— begin DATASET ENTRIES —

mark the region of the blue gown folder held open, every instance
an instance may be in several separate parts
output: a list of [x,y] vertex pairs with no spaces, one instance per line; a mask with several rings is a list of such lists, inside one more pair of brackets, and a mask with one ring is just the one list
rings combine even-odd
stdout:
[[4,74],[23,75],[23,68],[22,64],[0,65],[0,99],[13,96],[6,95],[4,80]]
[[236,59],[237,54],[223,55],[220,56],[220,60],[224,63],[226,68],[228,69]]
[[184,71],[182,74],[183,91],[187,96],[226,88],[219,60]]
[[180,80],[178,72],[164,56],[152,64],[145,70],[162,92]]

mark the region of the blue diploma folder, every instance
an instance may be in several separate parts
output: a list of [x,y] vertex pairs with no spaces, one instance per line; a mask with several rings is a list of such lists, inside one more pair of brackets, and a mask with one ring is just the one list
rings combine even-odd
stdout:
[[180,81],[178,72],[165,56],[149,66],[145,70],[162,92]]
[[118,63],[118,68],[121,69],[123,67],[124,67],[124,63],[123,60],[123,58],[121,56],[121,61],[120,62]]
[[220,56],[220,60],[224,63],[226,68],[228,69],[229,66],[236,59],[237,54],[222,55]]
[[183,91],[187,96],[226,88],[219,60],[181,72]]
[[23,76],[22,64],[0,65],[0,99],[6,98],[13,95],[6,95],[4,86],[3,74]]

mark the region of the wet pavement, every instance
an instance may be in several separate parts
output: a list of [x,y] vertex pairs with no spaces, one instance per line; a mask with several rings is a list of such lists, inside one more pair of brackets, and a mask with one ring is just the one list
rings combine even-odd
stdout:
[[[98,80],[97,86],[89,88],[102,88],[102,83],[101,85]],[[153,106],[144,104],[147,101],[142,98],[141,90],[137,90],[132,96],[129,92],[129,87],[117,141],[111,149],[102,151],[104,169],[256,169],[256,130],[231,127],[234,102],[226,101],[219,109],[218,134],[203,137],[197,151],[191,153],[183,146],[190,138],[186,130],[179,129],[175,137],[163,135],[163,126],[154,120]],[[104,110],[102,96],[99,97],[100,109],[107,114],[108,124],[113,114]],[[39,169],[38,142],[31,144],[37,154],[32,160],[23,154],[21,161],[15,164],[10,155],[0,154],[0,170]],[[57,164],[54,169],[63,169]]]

— end DATASET ENTRIES —

TASK GOAL: Arrange everything from the start of the material down to the line containing "[[180,80],[178,72],[164,56],[152,64],[145,70],[162,92]]" as a two-column CSV with the headers instruction and output. Give one row for each item, putting its text and its answer each in a single quoted field with line breaks turned into spaces.

OUTPUT FOR THIS EXERCISE:
instruction,output
"mark the region of the blue gown folder held open, every instance an instance may be in several separate parts output: a list of [x,y] vertex pairs with no spaces, one instance per line; a mask with several rings is a list of such lists, inside one more pair of brackets, and a mask with one ring is just the one list rings combine even-odd stdout:","[[4,74],[23,75],[23,68],[22,64],[0,65],[0,99],[13,96],[6,95],[4,80]] [[236,59],[237,54],[223,55],[220,56],[220,60],[224,63],[226,68],[228,69]] [[184,71],[182,74],[183,91],[187,96],[226,88],[219,60]] [[180,80],[178,72],[164,56],[152,64],[145,70],[162,92]]"